* _INSTRUCTION_: Reproduce the data from the line containing "Provide the outline of every instance of the wooden" down through the line containing "227], [72, 227]]", substituting "Recorded" for "Logged" and leaving everything else unchanged.

+ + + + +

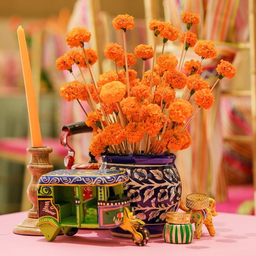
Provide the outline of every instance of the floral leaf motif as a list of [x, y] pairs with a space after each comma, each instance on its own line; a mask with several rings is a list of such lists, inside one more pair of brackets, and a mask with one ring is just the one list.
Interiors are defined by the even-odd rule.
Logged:
[[169, 179], [170, 181], [173, 180], [173, 171], [170, 168], [164, 169], [163, 173], [165, 174], [166, 178]]
[[144, 213], [140, 213], [136, 215], [136, 217], [139, 219], [145, 219], [146, 218], [146, 214]]
[[139, 181], [142, 181], [147, 178], [147, 171], [145, 169], [135, 169], [133, 170], [134, 177]]
[[163, 174], [159, 170], [151, 170], [150, 171], [152, 173], [154, 176], [157, 179], [160, 181], [163, 179]]
[[149, 214], [149, 218], [147, 219], [148, 221], [150, 221], [151, 219], [153, 219], [157, 217], [160, 213], [160, 211], [159, 210], [154, 210]]
[[150, 199], [153, 197], [154, 192], [154, 187], [153, 187], [151, 189], [148, 189], [146, 190], [144, 193], [144, 200], [143, 200], [143, 203], [145, 203], [146, 201]]
[[131, 198], [131, 202], [139, 202], [141, 200], [141, 197], [139, 194], [139, 190], [131, 189], [127, 193], [127, 196]]
[[159, 202], [163, 201], [168, 198], [168, 193], [165, 189], [160, 189], [157, 194], [157, 200]]

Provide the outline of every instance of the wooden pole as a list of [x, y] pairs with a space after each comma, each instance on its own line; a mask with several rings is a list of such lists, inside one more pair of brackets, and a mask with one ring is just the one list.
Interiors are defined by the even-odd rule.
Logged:
[[250, 60], [251, 110], [253, 128], [253, 174], [254, 188], [254, 213], [256, 215], [256, 3], [249, 0], [249, 31]]

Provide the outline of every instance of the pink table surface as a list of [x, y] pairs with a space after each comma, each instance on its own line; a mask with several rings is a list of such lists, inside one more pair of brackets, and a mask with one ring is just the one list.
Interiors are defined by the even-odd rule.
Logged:
[[59, 235], [50, 242], [43, 237], [13, 234], [13, 227], [26, 215], [23, 212], [0, 216], [1, 256], [256, 255], [255, 216], [220, 213], [214, 218], [215, 237], [210, 237], [204, 227], [201, 239], [194, 239], [191, 243], [166, 243], [159, 238], [151, 239], [142, 247], [131, 240], [113, 236], [109, 230], [80, 230], [73, 237]]

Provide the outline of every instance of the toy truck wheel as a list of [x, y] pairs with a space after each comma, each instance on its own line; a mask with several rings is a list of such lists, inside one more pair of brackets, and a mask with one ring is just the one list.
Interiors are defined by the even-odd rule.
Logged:
[[[143, 246], [146, 245], [149, 240], [150, 236], [149, 231], [145, 227], [139, 227], [137, 230], [138, 233], [140, 233], [142, 235], [143, 239], [138, 241], [136, 240], [135, 236], [133, 235], [133, 240], [134, 243], [139, 246]], [[136, 235], [136, 234], [135, 234]]]
[[69, 231], [67, 232], [65, 234], [69, 237], [72, 237], [75, 235], [78, 231], [78, 228], [77, 227], [72, 227]]

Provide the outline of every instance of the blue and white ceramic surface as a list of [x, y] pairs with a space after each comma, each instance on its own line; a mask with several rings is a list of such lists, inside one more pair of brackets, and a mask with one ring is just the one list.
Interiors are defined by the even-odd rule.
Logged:
[[[107, 153], [102, 158], [101, 168], [126, 171], [129, 180], [123, 184], [124, 192], [131, 198], [136, 217], [146, 223], [151, 237], [162, 235], [166, 212], [177, 210], [181, 200], [176, 156]], [[113, 234], [127, 236], [121, 229], [114, 229]]]

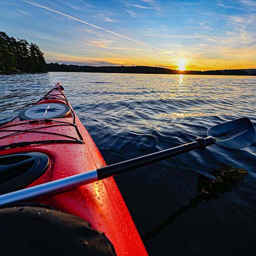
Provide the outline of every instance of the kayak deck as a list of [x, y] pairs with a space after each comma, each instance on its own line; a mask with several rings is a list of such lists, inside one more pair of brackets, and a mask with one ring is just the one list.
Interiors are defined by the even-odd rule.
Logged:
[[[74, 112], [58, 83], [37, 105], [67, 105], [68, 115], [52, 119], [21, 121], [16, 118], [0, 127], [0, 156], [26, 152], [46, 154], [45, 172], [28, 186], [42, 184], [106, 166], [88, 131]], [[89, 221], [104, 232], [117, 255], [147, 253], [113, 177], [83, 186], [41, 200]]]

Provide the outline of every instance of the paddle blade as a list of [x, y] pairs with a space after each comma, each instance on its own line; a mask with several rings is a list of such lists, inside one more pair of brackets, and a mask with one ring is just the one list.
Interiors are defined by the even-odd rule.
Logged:
[[212, 126], [207, 135], [214, 137], [216, 144], [229, 148], [242, 148], [256, 142], [255, 130], [247, 117]]

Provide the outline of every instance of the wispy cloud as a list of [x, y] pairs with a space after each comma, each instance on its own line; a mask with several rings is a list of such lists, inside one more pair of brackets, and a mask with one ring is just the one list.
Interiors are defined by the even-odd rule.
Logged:
[[206, 25], [206, 22], [205, 20], [204, 20], [202, 22], [200, 22], [198, 23], [198, 24], [201, 26], [202, 28], [204, 29], [208, 29], [209, 28], [209, 26]]
[[83, 49], [82, 50], [84, 51], [88, 51], [89, 52], [100, 52], [101, 53], [105, 53], [105, 54], [109, 54], [109, 55], [113, 55], [114, 56], [122, 56], [122, 55], [119, 55], [118, 54], [114, 54], [112, 52], [104, 52], [103, 51], [97, 51], [96, 50], [92, 50], [91, 49]]
[[104, 18], [105, 21], [108, 21], [108, 22], [119, 22], [119, 20], [113, 20], [110, 18], [105, 17]]
[[227, 6], [222, 3], [217, 3], [216, 5], [221, 7], [224, 7], [225, 8], [229, 8], [230, 9], [238, 9], [239, 10], [244, 10], [245, 11], [250, 11], [250, 10], [248, 9], [242, 8], [241, 7], [238, 7], [237, 6]]
[[154, 4], [156, 3], [156, 1], [154, 0], [140, 0], [140, 1], [141, 1], [142, 2], [144, 2], [145, 3], [148, 3]]
[[240, 0], [240, 2], [241, 4], [256, 7], [256, 1], [255, 1], [253, 0]]
[[126, 10], [126, 12], [131, 15], [132, 18], [136, 18], [137, 16], [136, 13], [131, 10]]
[[108, 32], [108, 33], [110, 33], [111, 34], [114, 35], [116, 35], [117, 36], [122, 38], [123, 38], [127, 39], [128, 40], [130, 40], [131, 41], [135, 42], [135, 43], [137, 43], [137, 44], [142, 44], [143, 45], [145, 45], [145, 46], [147, 46], [148, 47], [150, 47], [151, 48], [152, 48], [155, 50], [157, 50], [158, 51], [161, 51], [161, 49], [160, 49], [158, 48], [157, 48], [154, 46], [152, 46], [151, 45], [148, 44], [145, 44], [145, 43], [143, 43], [143, 42], [141, 42], [141, 41], [138, 41], [137, 40], [135, 40], [135, 39], [133, 39], [130, 38], [128, 37], [127, 37], [127, 36], [125, 36], [124, 35], [120, 35], [120, 34], [118, 34], [117, 33], [116, 33], [115, 32], [113, 32], [113, 31], [111, 31], [111, 30], [109, 30], [108, 29], [104, 29], [103, 28], [99, 27], [95, 25], [93, 25], [93, 24], [91, 24], [91, 23], [89, 23], [88, 22], [87, 22], [86, 21], [84, 21], [84, 20], [82, 20], [78, 19], [77, 18], [76, 18], [75, 17], [70, 16], [67, 14], [63, 13], [63, 12], [58, 12], [58, 11], [56, 11], [55, 10], [53, 10], [53, 9], [51, 9], [50, 8], [49, 8], [48, 7], [47, 7], [46, 6], [41, 6], [41, 5], [40, 5], [37, 3], [31, 3], [31, 2], [29, 2], [28, 1], [25, 1], [25, 0], [20, 0], [20, 1], [22, 1], [22, 2], [24, 2], [25, 3], [29, 3], [30, 4], [38, 6], [38, 7], [40, 7], [41, 8], [43, 8], [44, 9], [46, 9], [47, 10], [48, 10], [49, 11], [50, 11], [51, 12], [55, 12], [55, 13], [58, 13], [58, 14], [60, 14], [61, 15], [64, 16], [68, 18], [70, 18], [70, 19], [72, 19], [73, 20], [77, 20], [77, 21], [79, 21], [79, 22], [81, 22], [81, 23], [83, 23], [84, 24], [86, 24], [86, 25], [88, 25], [88, 26], [91, 26], [93, 27], [94, 28], [95, 28], [96, 29], [100, 29], [101, 30], [103, 30], [104, 31], [105, 31], [106, 32]]
[[190, 8], [187, 8], [184, 6], [180, 6], [180, 5], [177, 4], [177, 3], [171, 3], [172, 4], [175, 5], [176, 6], [178, 6], [178, 7], [180, 7], [181, 8], [183, 8], [183, 9], [185, 9], [185, 10], [187, 10], [188, 11], [191, 11], [191, 12], [197, 12], [198, 13], [201, 14], [205, 14], [204, 12], [200, 12], [199, 11], [197, 11], [196, 10], [194, 10], [193, 9], [190, 9]]
[[23, 14], [24, 15], [30, 16], [31, 17], [35, 17], [35, 16], [33, 16], [32, 14], [29, 13], [29, 12], [26, 12], [26, 11], [24, 11], [24, 10], [21, 10], [20, 9], [18, 9], [18, 12], [20, 13], [21, 13], [22, 14]]
[[137, 8], [141, 8], [141, 9], [154, 9], [153, 7], [147, 7], [144, 6], [141, 6], [140, 4], [134, 4], [133, 3], [127, 3], [128, 6], [131, 6], [132, 7], [136, 7]]

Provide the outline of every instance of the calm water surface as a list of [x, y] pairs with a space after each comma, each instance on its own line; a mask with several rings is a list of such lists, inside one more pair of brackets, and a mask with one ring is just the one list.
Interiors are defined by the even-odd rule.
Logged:
[[[0, 76], [0, 122], [58, 81], [108, 164], [204, 137], [247, 116], [256, 77], [51, 73]], [[115, 177], [150, 255], [251, 255], [256, 145], [216, 145]]]

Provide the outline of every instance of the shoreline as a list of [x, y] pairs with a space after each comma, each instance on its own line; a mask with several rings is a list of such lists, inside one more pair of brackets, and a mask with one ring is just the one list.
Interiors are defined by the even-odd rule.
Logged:
[[[204, 72], [204, 71], [203, 71]], [[45, 74], [49, 73], [99, 73], [101, 74], [137, 74], [138, 75], [184, 75], [192, 76], [256, 76], [255, 74], [204, 74], [202, 72], [198, 73], [176, 73], [167, 74], [164, 73], [140, 73], [135, 72], [87, 72], [87, 71], [44, 71], [42, 72], [0, 72], [0, 75], [24, 75], [24, 74]]]

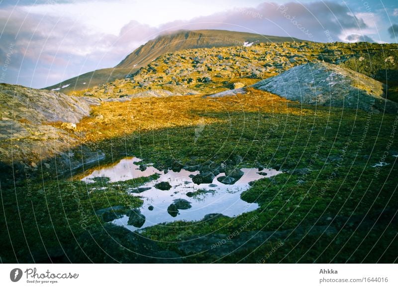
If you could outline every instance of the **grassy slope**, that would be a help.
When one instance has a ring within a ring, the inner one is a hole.
[[[398,154],[396,141],[390,147],[385,160],[389,165],[383,167],[377,176],[375,168],[372,167],[386,151],[395,115],[370,116],[361,111],[301,106],[277,98],[271,101],[272,105],[257,104],[256,93],[253,92],[250,96],[254,100],[249,102],[250,107],[242,109],[238,107],[247,101],[244,96],[241,102],[234,97],[215,100],[208,109],[201,102],[207,100],[193,97],[190,112],[184,115],[191,120],[198,117],[211,120],[195,145],[195,121],[191,125],[179,125],[178,121],[173,122],[172,109],[165,110],[167,106],[165,108],[164,101],[169,101],[172,108],[173,98],[134,100],[150,101],[154,111],[146,115],[146,121],[137,119],[142,121],[137,126],[133,126],[134,119],[124,124],[117,120],[118,116],[122,119],[127,119],[124,116],[129,113],[134,115],[132,107],[124,110],[118,107],[116,110],[114,108],[120,104],[115,103],[114,106],[106,107],[106,115],[115,113],[114,118],[102,123],[103,126],[99,129],[113,132],[95,142],[88,141],[86,145],[111,156],[112,161],[135,155],[148,162],[170,166],[175,165],[176,161],[191,165],[209,160],[220,163],[239,155],[244,158],[244,166],[260,163],[291,171],[296,168],[310,168],[305,177],[286,173],[273,180],[259,181],[242,195],[246,201],[259,203],[259,209],[232,219],[193,223],[188,227],[186,222],[175,222],[150,228],[143,234],[134,236],[123,229],[103,227],[103,221],[94,215],[94,211],[100,208],[139,205],[136,198],[125,193],[125,186],[88,194],[93,186],[66,178],[55,180],[52,179],[52,174],[44,173],[43,182],[39,175],[32,178],[31,185],[26,181],[17,183],[16,189],[12,183],[1,183],[3,205],[0,213],[6,217],[6,222],[2,218],[1,220],[1,261],[32,262],[32,258],[36,261],[49,261],[45,247],[56,262],[153,262],[154,259],[138,257],[134,253],[153,255],[145,250],[151,247],[150,251],[175,252],[188,256],[182,261],[190,263],[396,261],[394,251],[398,248],[396,218],[391,220],[398,209],[397,182],[394,179],[398,172],[395,165],[397,158],[392,156]],[[134,128],[153,123],[159,116],[157,112],[163,115],[164,126],[149,131]],[[370,120],[367,123],[368,116]],[[90,123],[97,127],[95,119],[87,119],[81,128],[84,129],[84,125],[88,126]],[[125,134],[122,127],[131,125],[132,128]],[[363,138],[364,144],[361,147]],[[339,159],[342,155],[342,160]],[[332,175],[333,179],[329,181]],[[145,180],[127,185],[137,186]],[[29,189],[34,192],[31,196],[27,195]],[[79,223],[82,219],[79,202],[87,215],[87,230],[83,229]],[[383,210],[387,211],[387,216],[380,216]],[[367,214],[368,217],[365,218]],[[250,221],[253,217],[256,220]],[[327,220],[329,217],[331,220]],[[249,241],[225,257],[217,254],[217,249],[223,249],[221,247],[191,256],[179,249],[179,241],[198,237],[205,241],[209,238],[206,235],[211,233],[227,235],[241,230],[243,235],[244,231],[301,229],[298,227],[310,231],[308,227],[313,225],[329,224],[337,232],[275,238],[255,243],[256,249],[248,246]],[[18,247],[16,258],[8,240],[9,235],[14,248]],[[283,246],[270,256],[269,251],[281,241]],[[137,243],[141,244],[134,246]],[[151,246],[154,243],[157,245],[155,248]]]
[[[199,47],[228,47],[242,46],[244,42],[281,42],[299,41],[291,38],[262,35],[250,33],[217,30],[201,30],[191,31],[177,31],[161,35],[142,45],[113,68],[99,69],[82,74],[46,87],[51,90],[70,84],[61,90],[69,94],[76,91],[92,88],[111,82],[115,79],[122,79],[128,74],[150,63],[154,59],[169,52],[183,49]],[[86,83],[86,84],[83,83]]]

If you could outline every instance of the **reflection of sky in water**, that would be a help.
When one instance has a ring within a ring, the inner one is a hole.
[[[141,213],[145,216],[145,222],[141,228],[177,220],[199,220],[203,219],[205,215],[213,213],[234,216],[245,212],[252,211],[258,208],[258,205],[255,203],[247,203],[240,198],[241,193],[250,188],[248,183],[281,173],[273,169],[264,169],[261,172],[265,172],[267,175],[263,176],[258,173],[259,170],[256,168],[242,168],[241,170],[244,174],[234,184],[227,185],[219,182],[217,178],[225,175],[224,173],[221,173],[213,180],[212,185],[216,186],[212,187],[209,186],[210,184],[198,185],[192,182],[189,175],[197,174],[199,171],[190,172],[182,170],[180,172],[174,172],[169,171],[165,174],[153,167],[148,167],[146,170],[142,172],[138,169],[138,165],[133,163],[140,160],[135,158],[123,159],[112,167],[94,171],[82,180],[89,182],[90,178],[106,177],[109,177],[111,182],[116,182],[149,176],[156,173],[160,174],[159,179],[141,186],[151,188],[151,189],[141,193],[134,193],[135,195],[142,197],[144,200],[140,210]],[[169,182],[172,188],[170,190],[163,191],[154,187],[155,184],[161,182]],[[213,190],[214,192],[194,197],[187,196],[186,193],[188,192],[195,192],[198,189]],[[179,214],[173,217],[168,213],[167,208],[176,199],[188,200],[191,202],[192,207],[186,210],[180,209]],[[153,206],[153,210],[148,209],[150,206]],[[125,226],[131,230],[137,229],[133,226],[127,225],[128,219],[128,216],[124,215],[120,218],[114,220],[112,223]]]

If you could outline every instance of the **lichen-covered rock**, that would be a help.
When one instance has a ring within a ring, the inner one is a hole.
[[[381,82],[325,62],[296,66],[252,86],[306,104],[396,113],[398,104],[384,98]]]

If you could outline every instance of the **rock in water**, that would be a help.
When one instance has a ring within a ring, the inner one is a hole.
[[[155,185],[155,188],[159,190],[170,190],[171,185],[169,182],[161,182]]]
[[[227,185],[232,185],[236,182],[236,180],[229,176],[220,176],[217,180],[219,182]]]
[[[185,199],[176,199],[173,201],[177,209],[186,210],[192,207],[191,202]]]
[[[139,209],[133,209],[129,211],[127,215],[129,216],[127,221],[128,225],[140,228],[145,223],[145,216],[141,213]]]
[[[381,82],[325,62],[296,66],[252,86],[306,104],[389,113],[398,110],[398,103],[383,97]]]
[[[214,177],[215,176],[211,172],[205,172],[194,176],[192,178],[192,182],[198,185],[202,183],[210,184],[213,182]]]
[[[171,204],[167,207],[167,213],[170,214],[172,217],[176,217],[178,215],[178,209],[174,204]]]

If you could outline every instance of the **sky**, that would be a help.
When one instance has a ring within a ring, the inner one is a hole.
[[[396,0],[0,0],[0,82],[35,88],[116,65],[167,32],[397,43]]]

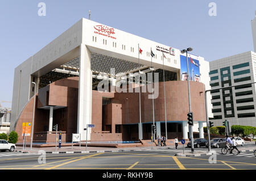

+ + + + +

* _RIGHT ANSWER_:
Provide the outline of every instance of the wooden pole as a list of [x, y] pairs with a space after each comma, each instance on its own line; a mask with several rings is a list of such lists, inside one more pair of brackets, and a mask with one ring is just the one list.
Interiors are defined by the even-odd rule.
Recorded:
[[250, 60], [251, 110], [253, 128], [253, 174], [254, 188], [254, 213], [256, 215], [256, 3], [249, 0], [249, 31]]

Provide the outline of every instance of the pink table surface as a list of [x, y] pairs with a space after each comma, each instance on its own line; a mask with several rings is a list of such lists, inside one more pair of brackets, and a mask with one ring is just the one list.
Interiors are defined by the even-odd rule.
Recorded:
[[59, 235], [50, 242], [43, 237], [13, 234], [13, 227], [26, 215], [23, 212], [0, 216], [1, 256], [256, 255], [255, 216], [220, 213], [214, 218], [215, 237], [210, 237], [204, 227], [201, 239], [194, 239], [191, 243], [166, 243], [159, 238], [151, 239], [142, 247], [131, 240], [113, 236], [109, 230], [80, 230], [73, 237]]

Provide the outline of every instance of the toy truck wheel as a list of [x, y] pairs with a space after each comma, each instance on its own line; a mask with several rings is a list of such lists, inside one more pair of brackets, and a mask with one ring is just the one list.
Interiors are defined by the even-odd rule.
Recorded:
[[[143, 246], [146, 245], [149, 240], [150, 236], [149, 231], [145, 227], [139, 227], [137, 230], [138, 233], [140, 233], [142, 235], [143, 239], [138, 241], [136, 240], [135, 236], [133, 235], [133, 240], [134, 243], [139, 246]], [[136, 235], [136, 234], [135, 234]]]
[[69, 231], [67, 232], [65, 234], [69, 237], [72, 237], [75, 235], [78, 231], [78, 228], [77, 227], [72, 227]]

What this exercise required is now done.